**Problem to work on:** An exact reproduction of the lines below, from the first through the one with "find | lower cabinet drawer", is the whole answer; pictures have no place in it.

***** Data for this exercise *****

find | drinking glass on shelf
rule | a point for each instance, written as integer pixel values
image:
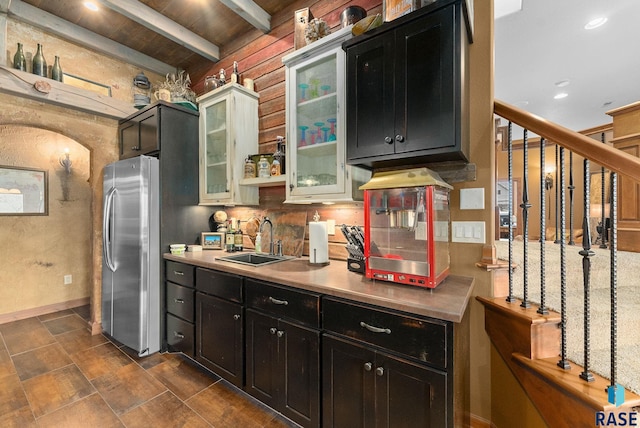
(332, 122)
(313, 92)
(324, 131)
(319, 125)
(303, 92)
(303, 138)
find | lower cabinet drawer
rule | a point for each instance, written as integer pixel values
(421, 339)
(180, 335)
(180, 301)
(301, 306)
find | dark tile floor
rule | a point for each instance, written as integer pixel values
(53, 373)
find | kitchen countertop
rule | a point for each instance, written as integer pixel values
(448, 301)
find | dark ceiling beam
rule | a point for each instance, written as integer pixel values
(24, 12)
(251, 12)
(144, 15)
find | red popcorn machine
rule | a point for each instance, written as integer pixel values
(406, 216)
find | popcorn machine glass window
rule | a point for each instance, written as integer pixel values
(407, 227)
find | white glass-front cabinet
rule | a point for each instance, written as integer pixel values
(315, 117)
(228, 133)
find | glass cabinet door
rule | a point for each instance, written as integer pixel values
(316, 134)
(216, 174)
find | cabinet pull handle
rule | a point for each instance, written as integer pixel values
(375, 329)
(278, 302)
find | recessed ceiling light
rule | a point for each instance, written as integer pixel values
(91, 6)
(595, 23)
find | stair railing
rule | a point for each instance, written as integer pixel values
(617, 162)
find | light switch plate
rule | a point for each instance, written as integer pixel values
(468, 231)
(472, 199)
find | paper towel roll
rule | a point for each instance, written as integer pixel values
(318, 243)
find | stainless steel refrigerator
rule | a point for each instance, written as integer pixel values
(131, 256)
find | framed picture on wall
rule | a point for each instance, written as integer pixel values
(23, 191)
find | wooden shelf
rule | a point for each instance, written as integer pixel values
(264, 182)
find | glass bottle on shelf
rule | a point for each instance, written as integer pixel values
(279, 154)
(39, 64)
(235, 75)
(56, 70)
(19, 60)
(237, 239)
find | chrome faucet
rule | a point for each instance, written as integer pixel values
(264, 221)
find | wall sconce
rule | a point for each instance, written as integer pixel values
(65, 161)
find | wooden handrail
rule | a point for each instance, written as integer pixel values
(612, 159)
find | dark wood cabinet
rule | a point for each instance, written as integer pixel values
(385, 369)
(407, 97)
(283, 355)
(180, 327)
(220, 324)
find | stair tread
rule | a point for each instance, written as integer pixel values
(594, 393)
(530, 314)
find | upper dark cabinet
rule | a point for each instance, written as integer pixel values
(407, 89)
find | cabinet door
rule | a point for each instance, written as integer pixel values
(425, 94)
(219, 337)
(299, 356)
(215, 140)
(370, 99)
(409, 395)
(263, 373)
(348, 382)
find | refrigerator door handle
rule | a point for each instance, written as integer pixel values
(106, 228)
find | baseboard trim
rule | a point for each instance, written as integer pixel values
(42, 310)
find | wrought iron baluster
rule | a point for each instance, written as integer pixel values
(557, 241)
(564, 363)
(510, 297)
(543, 187)
(603, 241)
(571, 189)
(525, 220)
(614, 389)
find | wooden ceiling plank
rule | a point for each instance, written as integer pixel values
(144, 15)
(76, 34)
(251, 12)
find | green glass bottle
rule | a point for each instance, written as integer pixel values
(56, 70)
(19, 60)
(39, 65)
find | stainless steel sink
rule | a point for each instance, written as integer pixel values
(253, 259)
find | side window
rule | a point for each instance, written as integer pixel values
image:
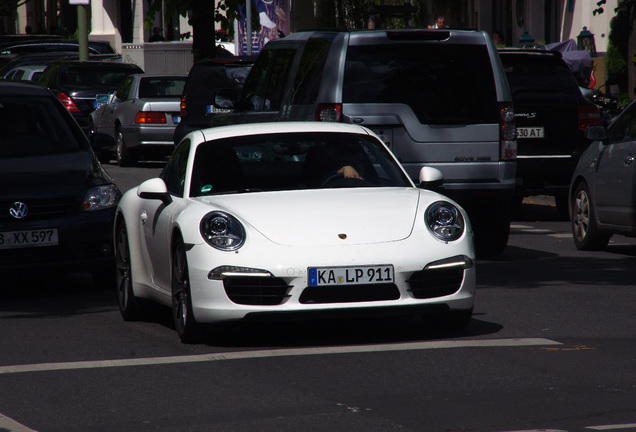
(175, 171)
(124, 89)
(266, 84)
(309, 76)
(624, 129)
(47, 79)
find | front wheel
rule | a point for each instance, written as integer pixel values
(188, 329)
(124, 157)
(128, 303)
(585, 231)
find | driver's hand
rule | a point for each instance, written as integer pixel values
(349, 172)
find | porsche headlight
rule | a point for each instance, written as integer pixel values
(222, 231)
(100, 197)
(445, 221)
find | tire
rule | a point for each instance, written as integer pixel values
(128, 303)
(102, 155)
(124, 157)
(585, 231)
(104, 279)
(561, 201)
(188, 329)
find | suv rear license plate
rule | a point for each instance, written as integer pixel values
(535, 132)
(30, 238)
(321, 276)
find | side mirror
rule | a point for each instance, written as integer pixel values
(101, 141)
(430, 178)
(596, 133)
(224, 101)
(154, 189)
(101, 99)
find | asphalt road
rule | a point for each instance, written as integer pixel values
(551, 347)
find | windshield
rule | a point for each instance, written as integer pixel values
(289, 161)
(161, 87)
(33, 126)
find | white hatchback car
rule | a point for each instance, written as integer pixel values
(291, 219)
(602, 191)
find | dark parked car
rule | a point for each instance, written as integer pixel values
(603, 189)
(204, 79)
(76, 83)
(57, 204)
(141, 116)
(52, 45)
(437, 98)
(551, 115)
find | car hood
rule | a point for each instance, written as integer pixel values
(324, 217)
(50, 176)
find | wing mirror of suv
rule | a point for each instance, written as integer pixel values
(596, 133)
(154, 189)
(430, 178)
(101, 141)
(225, 99)
(101, 99)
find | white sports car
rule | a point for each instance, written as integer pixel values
(291, 219)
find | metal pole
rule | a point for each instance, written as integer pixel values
(248, 25)
(82, 28)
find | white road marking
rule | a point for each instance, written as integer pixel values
(7, 424)
(42, 367)
(540, 430)
(561, 235)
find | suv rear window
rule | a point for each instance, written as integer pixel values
(538, 74)
(91, 77)
(443, 84)
(34, 126)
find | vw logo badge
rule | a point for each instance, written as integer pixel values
(19, 210)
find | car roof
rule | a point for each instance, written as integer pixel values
(97, 63)
(220, 61)
(23, 88)
(161, 75)
(529, 52)
(280, 127)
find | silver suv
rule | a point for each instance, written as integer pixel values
(437, 97)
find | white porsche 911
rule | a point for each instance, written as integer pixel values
(291, 219)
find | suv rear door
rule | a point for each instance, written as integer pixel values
(434, 99)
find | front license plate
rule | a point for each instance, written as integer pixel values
(534, 132)
(30, 238)
(320, 276)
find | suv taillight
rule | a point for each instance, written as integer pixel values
(507, 131)
(589, 115)
(329, 112)
(184, 111)
(150, 117)
(67, 102)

*****

**Answer to the exercise:**
find | drinking glass on shelf
rule | a point for each instance, written as integer pixel values
image:
(332, 122)
(313, 92)
(324, 131)
(319, 125)
(303, 92)
(303, 138)
find | lower cabinet drawer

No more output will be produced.